* _Stated problem_: Express the lines below as a JSON list of strings, one string per line, with blank lines left out. Leave the pictures out of your answer.

* _Excerpted data_:
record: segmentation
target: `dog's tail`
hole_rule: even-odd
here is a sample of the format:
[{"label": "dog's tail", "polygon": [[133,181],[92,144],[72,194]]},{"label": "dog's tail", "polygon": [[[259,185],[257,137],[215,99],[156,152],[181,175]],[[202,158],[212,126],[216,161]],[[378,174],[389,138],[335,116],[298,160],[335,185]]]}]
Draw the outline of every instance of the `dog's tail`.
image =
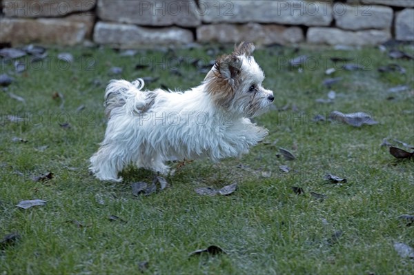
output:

* _Reply_:
[
  "record: segmentation",
  "target: `dog's tail`",
  "hole_rule: even-odd",
  "here is a sample of the format:",
  "[{\"label\": \"dog's tail\", \"polygon\": [[133,181],[92,144],[72,194]]},{\"label\": \"dog's tail\", \"polygon\": [[[259,185],[257,137],[215,99],[156,152],[181,175]],[[202,158],[212,126],[216,161]],[[378,174],[389,138],[335,116],[298,160],[335,185]]]}]",
  "Draw the outline of every instance of the `dog's tail`.",
  "image =",
  "output:"
]